--- start Selection ---
My siblings and I were not raised on a farm, but with a farm. My Dad had grown up on this farm, in North Dartmouth, Massachusetts. It had been in our family since 1903. He actually tried moving our little family there shortly after I was born, but it didn’t work out. Back to the city we went. So I wasn’t raised on a farm.

But that farm was a part of our lives. Every Sunday, at least, we were there, for an old-fashioned farmhouse dinner -- roast chicken (almost always) with mashed potatoes and giblet gravy. But there was price to be paid: Dad put in more than enough time helping out to earn those dinners. Because Dad would often fill in for our ailing uncle -- the flu, usually -- for a week or so at a time.

Now part of helping out on a small dairy farm is tending to the cows and their basic needs. And one of those needs is … well, cleaning up after them.

That’s where the shovel came in. You wanted a long-handled, wide, square-nosed shovel to scoop the manure from the gutters behind the stalls where the cows stood. If you’ve never been in a cow barn, there were two rows of stanchions which held the cows. The cows stood on a platform that was just long enough for comfort, but short enough for their hind ends to hang over the gutters, down into which plopped their poop whenever the urge came upon them.

The shovel’s long handle was desirable for two reasons: 1. You didn’t have to get down too close to the product of the cows’ digestive processes, and 2. You could more easily swing the shovel-load up into the manure carrier that ran on ceiling tracks down the middle of the aisle between the two gutters.

Oh, Dad and my uncle didn’t miss often; an occasional splatter, maybe. But when I got big enough to help, and was given a shot at heaving the manure (or slinging the sh … you know what I mean), that was another story. Let’s say there was a fair amount of cleaning up afterwards until I got the hang of it.
--- end Selection ---
--- start Data ---
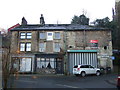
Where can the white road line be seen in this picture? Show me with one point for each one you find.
(67, 86)
(25, 81)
--- end Data ---
▶ **Directions**:
Please give the year since which the farm in the farm recollection had been in the family.

▶ **Output for this task**:
1903